AIM OF THE TASK: Change "matching instance" to "matching occurrence" in the data below, and write out its lines again with nothing else altered.

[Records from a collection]
--------------------------------

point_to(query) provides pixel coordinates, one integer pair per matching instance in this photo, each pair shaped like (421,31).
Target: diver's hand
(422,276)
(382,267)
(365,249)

--------------------------------

RESPONSE TO THE TASK:
point_to(query) provides pixel coordinates, one integer pair per matching occurrence in this photo, each pair shaped like (421,31).
Target: diver's hand
(422,276)
(382,267)
(365,249)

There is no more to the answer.